**Your objective**
Copy the entries below word for word, starting with the line that contains "In [2]: # Locate the stone building." and going on through the line that contains "38,56,337,189". Include both of those lines and nothing outside them.

Rows from a dataset
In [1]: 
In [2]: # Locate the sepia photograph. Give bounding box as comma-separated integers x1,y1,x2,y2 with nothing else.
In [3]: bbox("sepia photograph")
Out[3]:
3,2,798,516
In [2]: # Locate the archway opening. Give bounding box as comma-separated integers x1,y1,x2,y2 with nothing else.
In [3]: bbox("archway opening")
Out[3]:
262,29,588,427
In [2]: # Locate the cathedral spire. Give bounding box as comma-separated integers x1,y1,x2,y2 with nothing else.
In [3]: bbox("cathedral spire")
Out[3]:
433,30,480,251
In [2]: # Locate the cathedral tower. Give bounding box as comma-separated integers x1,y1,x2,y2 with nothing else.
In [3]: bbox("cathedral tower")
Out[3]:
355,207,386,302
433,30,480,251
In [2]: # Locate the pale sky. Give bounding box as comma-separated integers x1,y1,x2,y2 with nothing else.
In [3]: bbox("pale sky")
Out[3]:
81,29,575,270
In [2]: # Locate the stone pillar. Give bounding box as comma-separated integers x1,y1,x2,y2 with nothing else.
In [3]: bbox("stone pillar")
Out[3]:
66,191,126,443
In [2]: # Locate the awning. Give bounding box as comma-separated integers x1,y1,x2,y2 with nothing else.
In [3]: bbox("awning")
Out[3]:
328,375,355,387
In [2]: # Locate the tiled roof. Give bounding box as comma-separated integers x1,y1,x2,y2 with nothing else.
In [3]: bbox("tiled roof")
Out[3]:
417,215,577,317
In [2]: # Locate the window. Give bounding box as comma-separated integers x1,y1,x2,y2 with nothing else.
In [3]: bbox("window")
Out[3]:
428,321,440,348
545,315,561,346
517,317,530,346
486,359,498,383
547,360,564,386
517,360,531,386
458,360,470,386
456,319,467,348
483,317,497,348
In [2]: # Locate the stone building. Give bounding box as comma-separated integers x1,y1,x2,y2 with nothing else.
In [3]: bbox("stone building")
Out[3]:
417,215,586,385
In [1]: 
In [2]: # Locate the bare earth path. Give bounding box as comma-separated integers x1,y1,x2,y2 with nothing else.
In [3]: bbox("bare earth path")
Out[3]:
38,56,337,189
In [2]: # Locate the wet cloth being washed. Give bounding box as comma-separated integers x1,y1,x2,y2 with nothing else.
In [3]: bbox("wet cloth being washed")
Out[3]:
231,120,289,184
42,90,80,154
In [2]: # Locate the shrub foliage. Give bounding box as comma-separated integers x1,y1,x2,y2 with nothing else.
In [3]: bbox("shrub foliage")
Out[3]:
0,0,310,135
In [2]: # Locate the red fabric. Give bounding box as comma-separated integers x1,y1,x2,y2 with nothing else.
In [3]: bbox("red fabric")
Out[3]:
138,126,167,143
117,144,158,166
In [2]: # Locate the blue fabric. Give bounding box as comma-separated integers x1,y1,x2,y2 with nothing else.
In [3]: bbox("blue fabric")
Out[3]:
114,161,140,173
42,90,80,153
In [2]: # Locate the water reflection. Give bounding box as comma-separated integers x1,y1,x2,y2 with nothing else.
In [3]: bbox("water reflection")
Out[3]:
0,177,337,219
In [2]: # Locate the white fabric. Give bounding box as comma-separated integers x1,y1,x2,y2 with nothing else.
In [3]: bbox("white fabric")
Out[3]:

**Completed task**
In [2]: # Locate the stone building. Give bounding box as comma-separated integers x1,y1,x2,y2 with nothing else.
In [3]: bbox("stone building")
Out[3]:
417,215,586,385
In [1]: 
In [2]: # Locate the bare earth path. Give bounding box as comma-separated integers x1,y1,x2,y2 with nothing else.
In [3]: bbox("bare earth path")
Out[3]:
38,56,337,189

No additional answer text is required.